==== GIVEN TEXT ====

A few nights ago I hosted a fascinating dinner with a dozen CEO’s and founders from exciting diagnostics start-up’s as well as two extraordinary academics – George Church (Harvard) and David Altshuler (founder of Broad Institute). I posed a series of questions like “What is most relevant in your field today?” and “What products and services that don’t yet exist will be available in ten years?” Some of the most engaging debate though revolved around the role of social networks in personalized medicine – an area I have been thinking a lot about recently.
First some brief background. Broadly speaking the diagnostics industry is about $100 billion in revenues (products and services) and is considered the fastest growing medtech sub-sector. In 2010 VC’s invested approximately $500 million in 60 new diagnostics companies – thus you can see why I have been saying for some time now that there is a renaissance in diagnostics underway.
The impact of new diagnostic technologies will improve clinicians’ abilities to predict, monitor and treat all of us. Given the ageing population (people over 65 test 5x more frequently than all others), the volume of tests is expected to explode. And fortunately credible diagnostic tests can avoid unnecessary treatments thereby lowering overall cost of care. Specifically, “companion” diagnostics (those tests wedded to specific therapies) are expected to reduce cost of care by $15 billion annually when fully deployed. More shockingly, drugs are only effective roughly 50% of the time they are used; in cancer the efficacy rate is around 22% (36% for surgical procedures) which means nearly $39 billion of treatment is wasted. Effective diagnostic tests will dramatically improve that.
Some of the other highlights and possible conclusions from the dialogue that night were:
- The cost to sequence the genome is nowhere near the mythical $1,000 target – which ironically is comparable to the cost of an MRI or CAT scan – which would you rather have? The sequencing field is dominated by technologists who have over-hyped the value of unit of genomic data.

====

◆ **TASKS AND EXERCISES**:
**1.** Copy the stretch of the diagnostics text from "Some of the other" through "of genomic data." word for word.
**2.** In the diagnostics text, about how much did VCs invest in new diagnostics companies in 2010?
**3.** Write what comes next in the text about the diagnostics dinner, starting after its last sentence.

==== INFORMATION ====

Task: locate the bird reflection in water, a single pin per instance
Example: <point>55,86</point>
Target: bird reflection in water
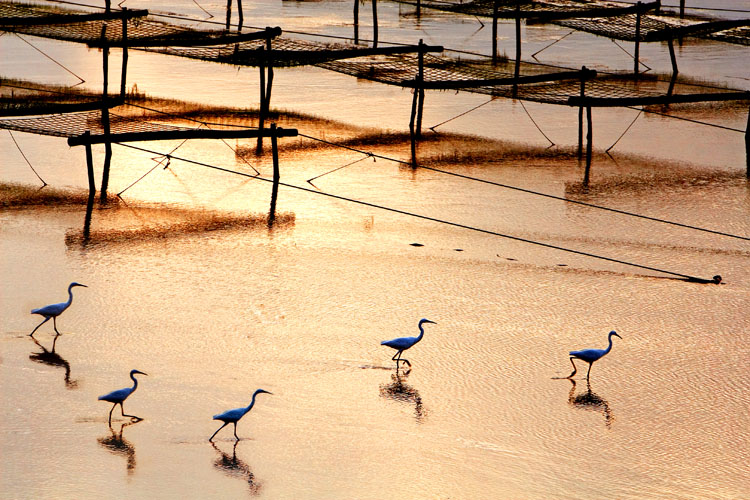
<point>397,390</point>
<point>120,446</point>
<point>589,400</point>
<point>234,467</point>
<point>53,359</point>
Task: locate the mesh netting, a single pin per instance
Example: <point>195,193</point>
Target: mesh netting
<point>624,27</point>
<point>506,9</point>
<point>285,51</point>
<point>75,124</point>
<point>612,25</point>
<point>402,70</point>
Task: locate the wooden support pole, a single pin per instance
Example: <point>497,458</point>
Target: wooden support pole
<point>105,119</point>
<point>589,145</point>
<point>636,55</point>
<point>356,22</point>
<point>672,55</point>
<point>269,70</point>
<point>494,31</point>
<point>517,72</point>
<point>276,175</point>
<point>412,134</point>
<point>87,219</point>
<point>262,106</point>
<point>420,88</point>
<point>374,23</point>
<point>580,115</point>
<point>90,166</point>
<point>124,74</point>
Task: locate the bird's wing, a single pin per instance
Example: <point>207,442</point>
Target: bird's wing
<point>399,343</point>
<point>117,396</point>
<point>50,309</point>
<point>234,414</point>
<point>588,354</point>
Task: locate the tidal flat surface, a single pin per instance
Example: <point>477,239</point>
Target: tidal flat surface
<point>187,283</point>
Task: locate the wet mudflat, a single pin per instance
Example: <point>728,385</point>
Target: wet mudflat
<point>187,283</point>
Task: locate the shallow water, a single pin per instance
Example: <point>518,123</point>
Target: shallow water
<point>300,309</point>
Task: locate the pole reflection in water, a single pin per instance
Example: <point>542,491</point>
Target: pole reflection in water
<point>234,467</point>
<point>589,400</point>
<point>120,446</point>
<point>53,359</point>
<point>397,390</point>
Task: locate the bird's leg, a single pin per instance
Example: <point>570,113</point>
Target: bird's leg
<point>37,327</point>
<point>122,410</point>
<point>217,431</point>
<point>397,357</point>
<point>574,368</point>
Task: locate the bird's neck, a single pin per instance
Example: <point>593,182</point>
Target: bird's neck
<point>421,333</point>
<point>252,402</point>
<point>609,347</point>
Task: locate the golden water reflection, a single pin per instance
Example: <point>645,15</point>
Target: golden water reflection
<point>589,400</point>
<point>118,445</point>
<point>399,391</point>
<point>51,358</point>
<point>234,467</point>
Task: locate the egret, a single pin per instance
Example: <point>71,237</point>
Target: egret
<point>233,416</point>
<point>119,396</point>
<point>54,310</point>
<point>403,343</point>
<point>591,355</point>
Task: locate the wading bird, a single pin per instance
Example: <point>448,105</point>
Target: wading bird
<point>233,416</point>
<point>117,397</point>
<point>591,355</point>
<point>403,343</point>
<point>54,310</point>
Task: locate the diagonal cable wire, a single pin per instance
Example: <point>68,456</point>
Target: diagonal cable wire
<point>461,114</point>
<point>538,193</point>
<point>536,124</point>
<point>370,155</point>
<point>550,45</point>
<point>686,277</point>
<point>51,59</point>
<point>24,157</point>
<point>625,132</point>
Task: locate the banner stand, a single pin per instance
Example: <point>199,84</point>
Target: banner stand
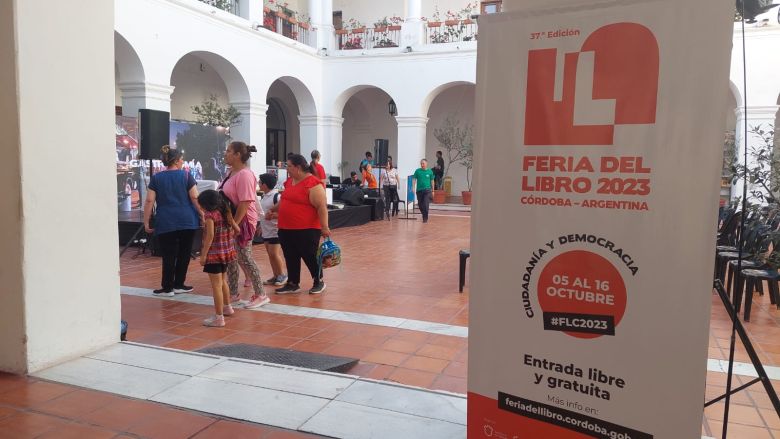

====

◆ **ANSWERS PER TASK**:
**1.**
Some of the other highlights and possible conclusions from the dialogue that night were:
- The cost to sequence the genome is nowhere near the mythical $1,000 target – which ironically is comparable to the cost of an MRI or CAT scan – which would you rather have? The sequencing field is dominated by technologists who have over-hyped the value of unit of genomic data.

**2.** About $500 million, spread across 60 new diagnostics companies.

**3.**
- George Church observed that people will spend $10k per year on insurance but over a 70+ year life span are not comfortable spending ~$10k for their genome to be sequenced. Quite ironic.
- The cost of data storage will far outstrip the actual cost of sequencing which is emerging as the real issue in this field. It may be cheaper – at some point – to simply re-sequence you every time you need your genomic data rather than storing the data! Others felt that babies will be discharged from the maternity ward with their genome on a CD at some point.
- This means there may be some exciting business opportunities in managing one’s genetic data so that it can be interrogated in appropriate and timely ways.
- Facebook will be very important in the field of genomics. In addition to organizing people by certain traits and diseases more efficiently and effectively, it may drive people to adopt EMR (electronic medical records). A theme I am excited about is the transition from a doctor-centric healthcare delivery system to a patient-centric one; maybe Facebook drives that?
- Advertising – what are the opportunities as we better understand our genomes? Clearly there is a near-term direct opportunity as disease states and risk profiles are better understood – with very murky legal and political risks. But what about indirect opportunities? Will people sharing the same genetic mutation be inclined to buy red cars? Would Ford pay for that information? You bet – and probably a lot. Gets very tricky but is fortunately quite far over the horizon so we have plenty of time to sort it all out.
- Everyone agreed that all cognitive therapies (psychologists, etc) are way undervalued.
- And David Altshuler smartly observed that we have yet to find someone without DNA – so this will affect all of us.
My next dinner will be with this group and the search engine marketing group we convened last fall. That will be really interesting!